#### Written tasks:
1/ In the massage account, what language do the masseuse and her co-worker speak to each other?
2/ Print the portion of the massage account starting with "Then my stomach" and going on through "through clenched teeth.".

#### Source:
_ _ _ _

I only paid 16 dollars. I didnt realized this was going to happen. So I promptly remove my DCU pants. Luckily I had showered that morning and put on a fresh pair of polo boxers. Normally we have to wear the doo doo brown briefs. Those things are vile. Yet, no one really checks that part of your uniform so its left to the individual soldiers discression.

So now, clad only in my polo's I follow her instruction and lay down on the table. Almost instantly she throws some lube on my back. Im not sure what it was, but it was cold as hell.

Then she starts massaging my back. This is a good thing. It was very relaxing and despite her diminutive size she had a vice like grip with her hands. She spends about 15 mintues on my back and I am feeling really good. Then she grabs my boxers! *Gasp* She rolls the top part down and starts to massage my lower back and tail bone area. This should have felt great, but the only thing that was crossing my mind was if I had wiped my ass good when I last took a dump.

Im sure the last thing this girl wants to see is some dirty mexican dingleberries hanging out while she is working. Luckily, she didnt reek back in horror or faint, so I knew I as okay for now.

Then one of her co-workers walks in. Another female, not a stunner, but easy on the eyes. They begin speaking in Russian. I have no idea what they are talking about but out of the corner of my eye I can see the new girl taking glances at me. Awkward.

Are they talking about me? Do I have dingleberries? Does she think I'm hot? So many questions! Damn your communist language!

So she leaves and the massuse continues her work. The does my legs and arms for a bit. Then resquests me to roll over. Do only to my sheer force of will and complete state of bliss, there were no awkward moments or protrusions.

Then my stomach grumbles. Oh man! I forgot about my gas. Immediately the girl starts to rub my chest and then goes lower toward my stomach. Right now my butt cheeks are water tight. I am so scared I am going to fart and kill this poor girl. She continues to rub my stomach. This way and that. Side to side. Front and Back. I make a weird face and she asks?

"Is okay yes?"

"Sure everything is fine." I reply through clenched teeth.

I could blow at any second. If I do, the entire beauty salon will be forced to empty out. People could faint. The entire security of the base relies on my ability to keep the gigantic fart brewing inside me quite till she moves on.

And in an instant. She moves down to my legs. I breath a sigh of relief as the threat has passed. She will live to see another day, never knowing how close she came to disaster. It was like the Cuban missile crisis.

_ _ _ _

#### Given material:
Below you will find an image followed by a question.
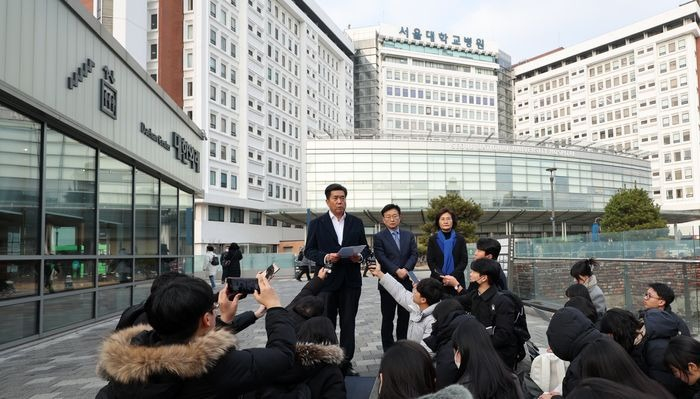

_ _ _ _

#### Solutions to each task:
1/ Russian.

2/
Then my stomach grumbles. Oh man! I forgot about my gas. Immediately the girl starts to rub my chest and then goes lower toward my stomach. Right now my butt cheeks are water tight. I am so scared I am going to fart and kill this poor girl. She continues to rub my stomach. This way and that. Side to side. Front and Back. I make a weird face and she asks?

"Is okay yes?"

"Sure everything is fine." I reply through clenched teeth.